**AIM**: In the thread on the convergence of a sequence of integers, what value of epsilon does Tinyboss suggest choosing?

**SOURCE EXTRACT**:
# Convergence of a sequence of integers

1. Mar 9, 2010

### Fizz_Geek

1. The problem statement, all variables and given/known data

Given a Cauchy sequence of integers, prove that the sequence is eventually constant.

2. Relevant Definitions and Theorems

Definition of Cauchy sequences and convergence
Monotone convergence
Every convergent sequence is bounded
Anything relevant to integers

3. The attempt at a solution

I can see why the theorem is true. I thought that, since the sequence in nonempty and bounded, the supremum and infimum of the set containing the sequence both exist and that the limit of the sequence must be a number between the infimum and the supremum. But I got stuck trying to prove that the limit is contained within that set (that the limit is also an integer). I don't know if it's my approach that's leading me to a dead end or if there's a theorm I've overlooked or something else entirely. Maybe I'm making it overly complicated? Any help would be appreciated.

2. Mar 9, 2010

### Tinyboss

Look at the definition of Cauchy sequence. Choose epsilon<1. Conclude.

3. Mar 9, 2010

### Mathnerdmo

Start from the definition of a Cauchy sequence.

It usually starts "For all epsilon greater than zero, [...]"
Can you choose an epsilon that gives your conclusion?

4. Mar 9, 2010

### Fizz_Geek

I'm afraid I don't see what directon either of you are going in. As far as I know, the definition of a Cauchy sequence allows me to make the distance between members of the sequence small--it doesn't make it zero, which is what I need for the sequence to be constant for large n.

5. Mar 9, 2010

### Staff: Mentor

The point Tinyboss and Mathnerdmo are making is that the sequence consists of integers.

6. Mar 9, 2010

### Fizz_Geek

And what does that mean for my proof?

7. Mar 9, 2010

### Staff: Mentor

It says that there is some minimum distance between elements in the sequence.

8. Mar 9, 2010

### Fizz_Geek

Oh! That's right! Thanks so much!

**STORED DATA**:
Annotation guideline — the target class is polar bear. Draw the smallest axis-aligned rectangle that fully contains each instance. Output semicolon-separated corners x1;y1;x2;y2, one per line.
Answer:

**RESPONSE TO THE EXERCISE**: An epsilon less than 1.